Every record shown below is to be output exactly.

##### Information provided

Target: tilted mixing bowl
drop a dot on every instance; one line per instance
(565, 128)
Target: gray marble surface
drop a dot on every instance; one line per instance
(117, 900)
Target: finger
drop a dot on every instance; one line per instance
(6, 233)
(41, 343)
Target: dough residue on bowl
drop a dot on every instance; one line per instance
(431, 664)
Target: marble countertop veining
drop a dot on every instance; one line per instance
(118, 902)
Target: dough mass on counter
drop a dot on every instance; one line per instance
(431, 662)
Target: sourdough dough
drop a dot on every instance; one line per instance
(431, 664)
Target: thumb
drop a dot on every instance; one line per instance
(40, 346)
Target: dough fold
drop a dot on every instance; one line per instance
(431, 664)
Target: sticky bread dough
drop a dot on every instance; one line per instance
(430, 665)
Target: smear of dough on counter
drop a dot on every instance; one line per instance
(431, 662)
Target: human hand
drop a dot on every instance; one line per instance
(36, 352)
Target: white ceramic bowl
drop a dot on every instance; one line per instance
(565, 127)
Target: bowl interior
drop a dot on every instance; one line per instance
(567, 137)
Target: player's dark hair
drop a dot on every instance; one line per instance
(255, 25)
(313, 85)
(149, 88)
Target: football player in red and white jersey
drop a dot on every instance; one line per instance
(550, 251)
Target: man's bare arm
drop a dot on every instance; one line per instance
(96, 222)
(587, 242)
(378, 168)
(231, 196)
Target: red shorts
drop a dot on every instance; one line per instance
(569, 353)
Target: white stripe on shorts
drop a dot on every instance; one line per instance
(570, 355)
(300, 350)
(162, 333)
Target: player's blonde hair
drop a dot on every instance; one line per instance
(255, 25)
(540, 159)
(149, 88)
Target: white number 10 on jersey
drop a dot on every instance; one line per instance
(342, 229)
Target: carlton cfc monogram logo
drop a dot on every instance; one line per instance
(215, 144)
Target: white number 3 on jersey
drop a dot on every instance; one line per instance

##########

Answer section
Target: tilted mixing bowl
drop a dot on every instance; one line per instance
(565, 128)
Target: gray marble surface
drop a dot on every instance; one line per instance
(117, 900)
Target: finger
drop a dot on every instance; one line per instance
(6, 233)
(41, 343)
Target: dough residue on bowl
drop a dot on every instance; one line per instance
(431, 664)
Target: marble countertop veining
drop a dot on every instance; one line per instance
(118, 902)
Target: dough mass on counter
drop a dot on every instance; one line per instance
(431, 662)
Target: sourdough dough
drop a dot on every instance; one line per instance
(431, 664)
Target: thumb
drop a dot on every instance; one line per instance
(40, 346)
Target: dough fold
drop a dot on every instance; one line per instance
(431, 664)
Target: sticky bread dough
drop a dot on every instance; one line per instance
(430, 665)
Target: smear of dough on counter
drop a dot on every instance; one line per instance
(431, 662)
Target: human hand
drop a dot on every instance; one line per instance
(36, 352)
Target: white ceramic bowl
drop a dot on every instance; one line per instance
(565, 127)
Target: bowl interior
drop a dot on every instance; one line per instance
(567, 137)
Target: player's dark hair
drop a dot on every instance; one line per instance
(255, 25)
(313, 85)
(149, 88)
Target: football player in red and white jersey
drop a dot on every instance; one line per instance
(550, 251)
Target: man's bare arm
drop a dot on every instance; one line per instance
(96, 222)
(587, 242)
(378, 168)
(231, 196)
Target: red shorts
drop a dot on every instance; one line per instance
(569, 353)
Target: white stripe on shorts
drop a dot on every instance; one line per instance
(570, 355)
(300, 350)
(162, 333)
Target: player's blonde hair
drop a dot on every instance; one line per instance
(255, 25)
(540, 159)
(149, 88)
Target: white number 10 on jersey
drop a dot on every instance; one line per instance
(342, 229)
Target: carlton cfc monogram logo
drop a dot on every instance; one line per instance
(215, 144)
Target: white number 3 on jersey
drop a dot on every instance; one line per instance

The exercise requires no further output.